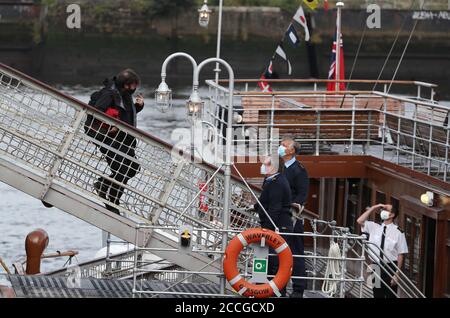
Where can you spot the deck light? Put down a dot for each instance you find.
(194, 106)
(427, 198)
(163, 96)
(203, 15)
(238, 118)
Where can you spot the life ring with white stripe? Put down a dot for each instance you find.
(245, 288)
● ● ● ●
Write out all the lines above again, requests included, and leave out the pictures. Shift every point coordinate by adding 6 to each number.

* Task answer *
Where can you spot the deck light? Put down a dot for each instance you find.
(200, 112)
(433, 204)
(169, 102)
(209, 21)
(244, 124)
Where can you spot the life ring with white stripe? Put down a dot for each instance you find.
(251, 294)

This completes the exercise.